**Stated exercise A:** Give the full name of each person the commentary on the Virginia governor's race mentions, as it first appears in that commentary.
**Stated exercise B:**
Using the commentary on the Virginia governor's race, answer each question on its own line:
(i) In how many past gubernatorial elections did Virginians choose a candidate from the party that did not hold the White House?
(ii) What is the title of Cuccinelli's book?
(iii) For how long did Ted Cruz talk on the Senate floor?

— Start of Extract provided —

The Virginia gubernatorial contest is more than a race to the bottom, although it certainly is that. For Republicans looking toward 2016, it is a real-time test of the challenges a full-throated conservative will face in the swing states that decide presidential elections.
For many Virginians, Republican Ken Cuccinelli II and Democrat Terry McAuliffepresent a choice between two flawed and unattractive candidates who have spent much of their time tearing each other down. It is little wonder that voters are turned off.
But there are good reasons to pay attention. In each of the past nine gubernatorial elections, Virginians chose a candidate who represented the party that did not hold the White House. If that pattern is broken this year, Republicans will be asking why. Certainly the ethics scandal that has engulfed Gov. Robert F. McDonnell could be a reason. Another will be the GOP nominee’s background.
Cuccinelli made his reputation as one of his party’s most outspoken conservatives. As attorney general, he became a darling of tea party activists determined to shrink the size of government and of social and religious conservatives who favor an end to most legal abortion and oppose the movement to legalize same-sex marriage.
In his book “ The Last Line of Defense,” Cuccinelli explained his success as a politician this way: “I won not just because I had lots of committed supporters who worked hard for me, but because I didn’t compromise on first principles. Instead I explained them.” He said conservatives should “no longer be silent or shy” about expressing those views.
That is the same philosophy that has propelled a group of rebellious House Republicans to force the government to the brink of a partial shutdown and that could cause the government to default on its debt in a few weeks. It is the philosophy that has made Sen. Ted Cruz (R-Tex.), who talked for more than 21 hours on the Senate floor last week to register his opposition to President Obama’s health-care law, a hero on the right.
Cuccinelli matches the profile of the kind of candidate whom many Republican activists wish their party would nominate for national office — someone authentically and unapologetically conservative and willing to fight for those ideas. To these conservatives, the past two Republican presidential nominees, former Massachusetts governor Mitt Romney in 2012 and Sen. John McCain (Ariz.) in 2008, were deficient on both counts.

— End of Extract provided —
— Start of Supplied data —

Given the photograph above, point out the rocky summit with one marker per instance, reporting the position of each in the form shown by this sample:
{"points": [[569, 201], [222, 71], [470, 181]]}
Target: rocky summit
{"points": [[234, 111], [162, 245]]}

— End of Supplied data —

**Final answer A:**
Ken Cuccinelli II
Terry McAuliffe
Robert F. McDonnell
Ted Cruz
Obama
Mitt Romney
John McCain

**Final answer B:**
(i) Nine
(ii) "The Last Line of Defense"
(iii) More than 21 hours